=== WHAT TO WORK ON ===
a - Reproduce word for word the part of the post about the church and the comedy club starting at "Category: Religious NewsPolycarp" and ending at "he was performing.".
b - In the post about the church and the comedy club, translate this sentence into Spanish: "The comedy club complained about the noise; the landlord asked Fresh Oil to leave the building by the end of the year."

=== PASSAGE TO READ ===

Jan 01 2010

US Economy Crippled by Churches?

Category: Religious NewsPolycarp @ 12:59 pm

Thanks to a reader for this:

Dan French was telling a joke about being bald when strains of gospel music flooded the comedy club where he was performing.

“Am I being heckled by God?” he asked the audience at the Capitol City Comedy Club.

The music was coming from Fresh Oil Family Fellowship, a boisterous nondenominational congregation that occupies the adjacent storefront in a strip mall here.

Mr. French’s ad-lib drew some laughter from the crowd that evening several weeks ago, he said. But since then, the issue of music seeping through the church walls has erupted into a brouhaha.

The comedy club complained about the noise; the landlord asked Fresh Oil to leave the building by the end of the year.

But Bishop Nathan Thomas, the founder and leader of the Pentecostal-charismatic church, isn’t going without a fight. Using the slogan “Jokes vs. Jesus,” he organized several protests earlier this month, objecting to what he says is religious bigotry and racism. He is consulting with a lawyer.

=== INFORMATION PROVIDED ===
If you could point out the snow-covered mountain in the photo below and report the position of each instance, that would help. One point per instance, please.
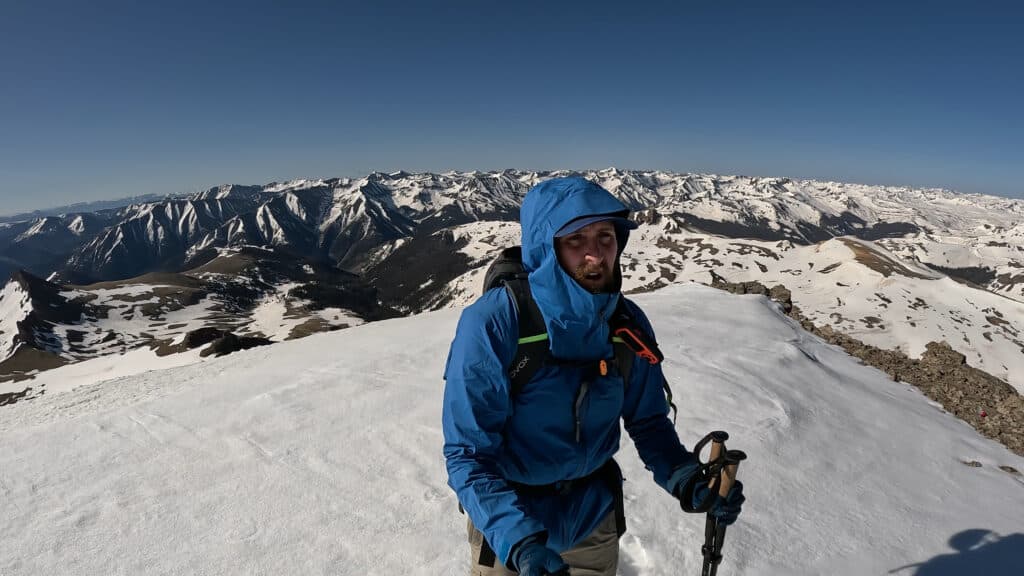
(248, 295)
(896, 268)
(324, 456)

=== SOLUTIONS TO EACH TASK ===
a -
Category: Religious NewsPolycarp @ 12:59 pm

Thanks to a reader for this:

Dan French was telling a joke about being bald when strains of gospel music flooded the comedy club where he was performing.

b - El club de comedia se quejó del ruido; el propietario le pidió a Fresh Oil que dejara el edificio antes de fin de año.